What to produce:
Count how many lines of the data below contain the word "burnt", and reply with only that number.

● ● ● ● ●

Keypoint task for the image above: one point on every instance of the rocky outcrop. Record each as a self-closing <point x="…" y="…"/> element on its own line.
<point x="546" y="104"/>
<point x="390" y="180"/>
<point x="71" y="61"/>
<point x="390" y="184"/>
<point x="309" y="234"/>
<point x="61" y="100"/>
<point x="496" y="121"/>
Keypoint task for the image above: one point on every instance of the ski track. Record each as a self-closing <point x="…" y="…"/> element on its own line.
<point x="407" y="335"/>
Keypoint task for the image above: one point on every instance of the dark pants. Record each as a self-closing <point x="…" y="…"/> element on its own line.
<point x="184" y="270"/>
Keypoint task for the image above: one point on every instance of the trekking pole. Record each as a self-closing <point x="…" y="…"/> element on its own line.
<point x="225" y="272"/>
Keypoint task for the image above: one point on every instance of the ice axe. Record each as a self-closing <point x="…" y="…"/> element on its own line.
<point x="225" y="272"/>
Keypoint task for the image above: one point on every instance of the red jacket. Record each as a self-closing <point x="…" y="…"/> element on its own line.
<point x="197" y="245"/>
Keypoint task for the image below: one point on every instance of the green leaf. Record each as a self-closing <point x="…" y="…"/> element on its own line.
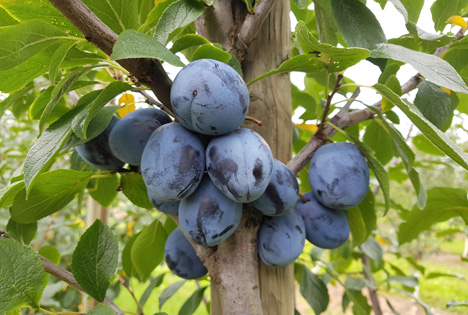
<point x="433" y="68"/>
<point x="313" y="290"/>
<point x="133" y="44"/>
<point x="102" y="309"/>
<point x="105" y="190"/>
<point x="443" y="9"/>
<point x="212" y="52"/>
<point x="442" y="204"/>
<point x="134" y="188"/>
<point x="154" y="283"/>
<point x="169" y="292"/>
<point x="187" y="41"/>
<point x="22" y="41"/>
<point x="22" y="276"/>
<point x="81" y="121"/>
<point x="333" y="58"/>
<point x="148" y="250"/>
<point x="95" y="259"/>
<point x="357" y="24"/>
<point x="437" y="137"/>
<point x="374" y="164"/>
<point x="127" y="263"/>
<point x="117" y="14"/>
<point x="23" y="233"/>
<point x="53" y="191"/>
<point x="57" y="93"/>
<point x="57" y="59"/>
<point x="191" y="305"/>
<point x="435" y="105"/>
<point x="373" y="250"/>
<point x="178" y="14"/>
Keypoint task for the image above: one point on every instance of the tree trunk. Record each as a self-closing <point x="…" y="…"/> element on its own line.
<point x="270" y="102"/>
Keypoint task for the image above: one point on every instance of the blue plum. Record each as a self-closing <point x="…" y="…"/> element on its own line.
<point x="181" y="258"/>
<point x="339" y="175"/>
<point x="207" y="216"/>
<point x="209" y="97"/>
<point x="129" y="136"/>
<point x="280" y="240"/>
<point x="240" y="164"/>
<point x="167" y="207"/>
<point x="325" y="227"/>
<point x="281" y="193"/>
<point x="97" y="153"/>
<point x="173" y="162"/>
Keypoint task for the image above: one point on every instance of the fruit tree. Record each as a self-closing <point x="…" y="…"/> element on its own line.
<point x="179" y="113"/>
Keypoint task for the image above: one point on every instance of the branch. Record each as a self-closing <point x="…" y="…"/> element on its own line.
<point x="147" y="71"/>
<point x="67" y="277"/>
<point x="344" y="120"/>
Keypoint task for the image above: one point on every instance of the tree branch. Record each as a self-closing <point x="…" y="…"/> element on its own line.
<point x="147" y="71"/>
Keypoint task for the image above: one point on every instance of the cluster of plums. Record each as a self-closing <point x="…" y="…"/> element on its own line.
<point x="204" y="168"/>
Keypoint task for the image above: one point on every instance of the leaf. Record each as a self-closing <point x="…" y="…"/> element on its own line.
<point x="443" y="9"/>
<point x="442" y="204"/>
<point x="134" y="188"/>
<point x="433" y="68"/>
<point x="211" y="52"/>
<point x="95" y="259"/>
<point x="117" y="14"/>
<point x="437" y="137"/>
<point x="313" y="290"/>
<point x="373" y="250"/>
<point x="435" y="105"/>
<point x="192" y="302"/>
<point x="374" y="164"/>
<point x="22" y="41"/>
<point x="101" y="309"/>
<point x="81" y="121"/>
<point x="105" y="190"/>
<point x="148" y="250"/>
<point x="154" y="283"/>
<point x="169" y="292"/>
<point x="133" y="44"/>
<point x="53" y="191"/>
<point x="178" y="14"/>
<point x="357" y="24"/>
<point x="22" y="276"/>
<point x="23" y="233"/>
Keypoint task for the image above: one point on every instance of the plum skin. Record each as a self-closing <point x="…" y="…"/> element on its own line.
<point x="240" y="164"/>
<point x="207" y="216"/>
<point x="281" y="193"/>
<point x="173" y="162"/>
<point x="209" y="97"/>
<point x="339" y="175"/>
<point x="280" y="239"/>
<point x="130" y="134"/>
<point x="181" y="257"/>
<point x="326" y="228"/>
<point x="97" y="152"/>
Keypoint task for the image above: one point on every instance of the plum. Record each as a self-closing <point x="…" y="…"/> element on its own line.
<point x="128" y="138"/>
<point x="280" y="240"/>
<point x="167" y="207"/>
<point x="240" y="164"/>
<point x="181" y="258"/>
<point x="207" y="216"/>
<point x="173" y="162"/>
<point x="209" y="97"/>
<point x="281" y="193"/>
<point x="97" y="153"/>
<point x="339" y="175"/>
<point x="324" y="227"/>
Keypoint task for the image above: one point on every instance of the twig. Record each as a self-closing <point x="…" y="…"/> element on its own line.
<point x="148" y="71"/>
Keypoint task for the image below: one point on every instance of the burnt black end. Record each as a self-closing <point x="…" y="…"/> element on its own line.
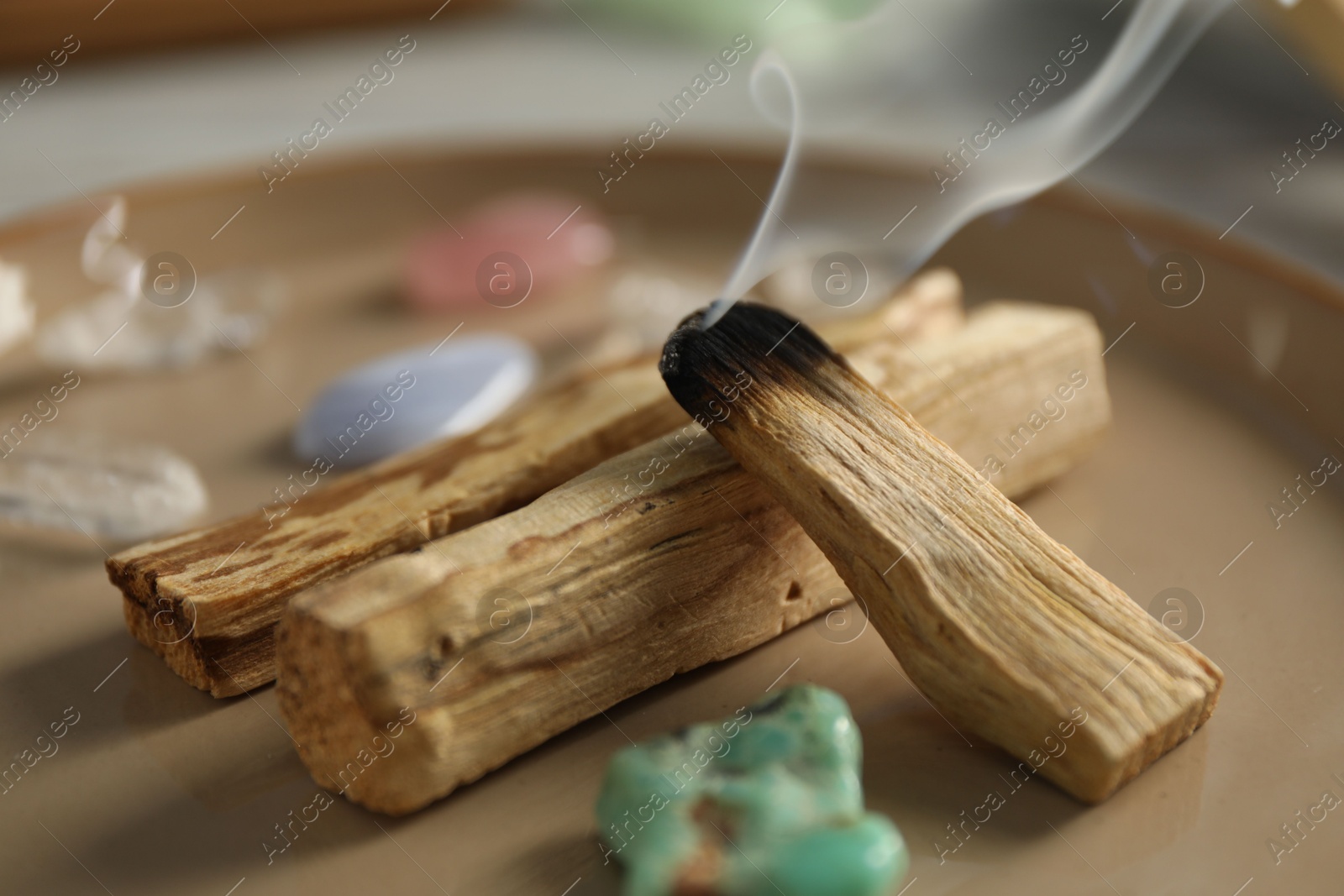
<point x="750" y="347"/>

● ● ● ● ●

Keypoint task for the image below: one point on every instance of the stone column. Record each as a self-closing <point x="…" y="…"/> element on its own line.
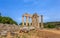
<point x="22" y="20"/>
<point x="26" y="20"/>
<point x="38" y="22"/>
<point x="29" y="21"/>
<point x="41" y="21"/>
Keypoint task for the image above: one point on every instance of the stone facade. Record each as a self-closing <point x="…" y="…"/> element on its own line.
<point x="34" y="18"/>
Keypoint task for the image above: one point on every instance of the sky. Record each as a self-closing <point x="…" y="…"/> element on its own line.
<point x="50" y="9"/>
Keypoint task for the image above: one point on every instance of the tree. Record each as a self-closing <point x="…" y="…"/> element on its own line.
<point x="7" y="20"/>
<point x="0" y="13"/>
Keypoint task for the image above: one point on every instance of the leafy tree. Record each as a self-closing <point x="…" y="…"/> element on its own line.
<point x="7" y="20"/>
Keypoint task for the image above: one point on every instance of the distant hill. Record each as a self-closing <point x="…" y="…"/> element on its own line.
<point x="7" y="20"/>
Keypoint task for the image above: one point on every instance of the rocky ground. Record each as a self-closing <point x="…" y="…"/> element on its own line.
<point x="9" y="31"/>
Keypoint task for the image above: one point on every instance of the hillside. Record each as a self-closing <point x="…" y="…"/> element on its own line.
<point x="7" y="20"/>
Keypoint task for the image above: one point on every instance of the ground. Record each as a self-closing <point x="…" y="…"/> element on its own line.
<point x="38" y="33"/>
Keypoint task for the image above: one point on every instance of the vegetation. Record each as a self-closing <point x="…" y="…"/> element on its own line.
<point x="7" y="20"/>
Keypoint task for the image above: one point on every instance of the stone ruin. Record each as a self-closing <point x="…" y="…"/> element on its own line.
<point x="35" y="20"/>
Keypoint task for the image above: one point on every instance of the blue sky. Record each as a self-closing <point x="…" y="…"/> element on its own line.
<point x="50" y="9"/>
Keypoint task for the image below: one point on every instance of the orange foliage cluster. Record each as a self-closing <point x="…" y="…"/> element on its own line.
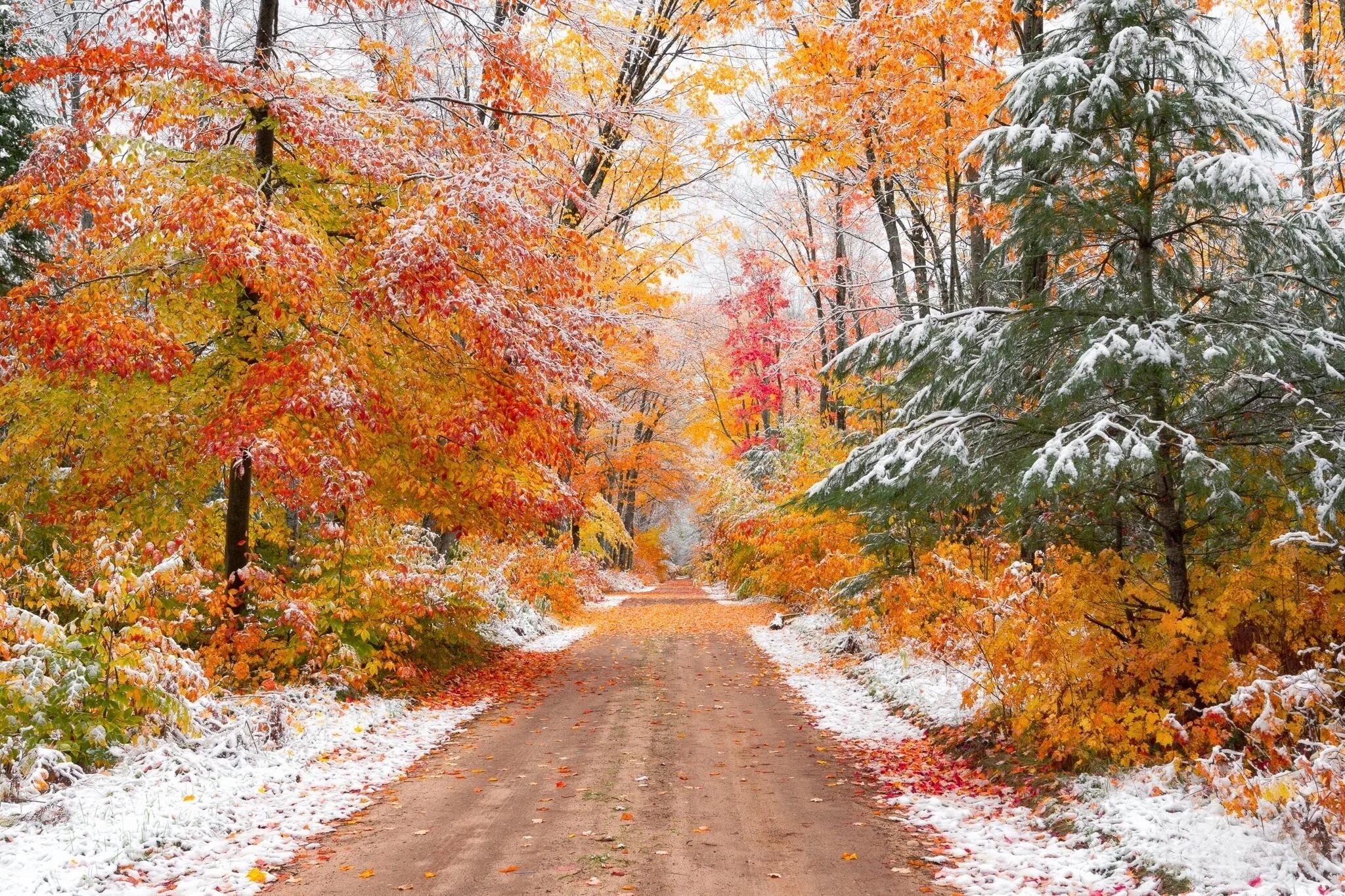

● ● ● ● ●

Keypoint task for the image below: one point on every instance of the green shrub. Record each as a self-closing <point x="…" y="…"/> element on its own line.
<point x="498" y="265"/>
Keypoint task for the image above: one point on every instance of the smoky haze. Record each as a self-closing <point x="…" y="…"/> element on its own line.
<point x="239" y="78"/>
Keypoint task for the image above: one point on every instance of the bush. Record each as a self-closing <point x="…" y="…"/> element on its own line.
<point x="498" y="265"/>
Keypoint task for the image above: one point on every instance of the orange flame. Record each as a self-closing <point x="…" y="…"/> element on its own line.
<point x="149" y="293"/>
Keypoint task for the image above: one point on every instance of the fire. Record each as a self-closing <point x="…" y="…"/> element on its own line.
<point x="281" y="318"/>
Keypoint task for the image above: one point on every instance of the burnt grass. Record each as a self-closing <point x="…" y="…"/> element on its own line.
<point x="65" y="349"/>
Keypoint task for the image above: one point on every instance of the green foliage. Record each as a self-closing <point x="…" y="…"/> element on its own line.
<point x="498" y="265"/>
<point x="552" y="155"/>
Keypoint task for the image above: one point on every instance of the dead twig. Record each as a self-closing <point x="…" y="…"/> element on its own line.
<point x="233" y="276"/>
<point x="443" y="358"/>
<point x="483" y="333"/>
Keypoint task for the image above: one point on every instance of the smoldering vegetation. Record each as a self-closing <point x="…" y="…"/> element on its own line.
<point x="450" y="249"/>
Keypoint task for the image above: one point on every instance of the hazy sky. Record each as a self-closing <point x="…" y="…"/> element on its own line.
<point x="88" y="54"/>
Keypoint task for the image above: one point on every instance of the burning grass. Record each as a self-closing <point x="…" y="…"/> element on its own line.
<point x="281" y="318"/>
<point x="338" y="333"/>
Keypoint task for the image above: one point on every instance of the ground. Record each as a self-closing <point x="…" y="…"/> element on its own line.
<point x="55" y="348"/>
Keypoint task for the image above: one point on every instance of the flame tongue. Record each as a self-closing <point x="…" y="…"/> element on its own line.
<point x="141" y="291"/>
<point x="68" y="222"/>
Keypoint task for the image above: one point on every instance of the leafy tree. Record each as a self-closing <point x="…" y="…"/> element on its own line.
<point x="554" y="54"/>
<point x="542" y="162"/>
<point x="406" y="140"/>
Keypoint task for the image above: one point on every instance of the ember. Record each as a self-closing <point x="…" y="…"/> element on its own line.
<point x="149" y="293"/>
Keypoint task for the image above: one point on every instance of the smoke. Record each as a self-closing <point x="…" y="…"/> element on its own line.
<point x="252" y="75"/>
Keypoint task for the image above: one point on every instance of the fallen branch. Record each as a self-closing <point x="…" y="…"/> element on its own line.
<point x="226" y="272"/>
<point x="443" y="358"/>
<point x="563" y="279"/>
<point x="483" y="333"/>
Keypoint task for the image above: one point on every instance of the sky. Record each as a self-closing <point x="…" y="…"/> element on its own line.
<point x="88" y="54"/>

● ● ● ● ●

Answer to the problem:
2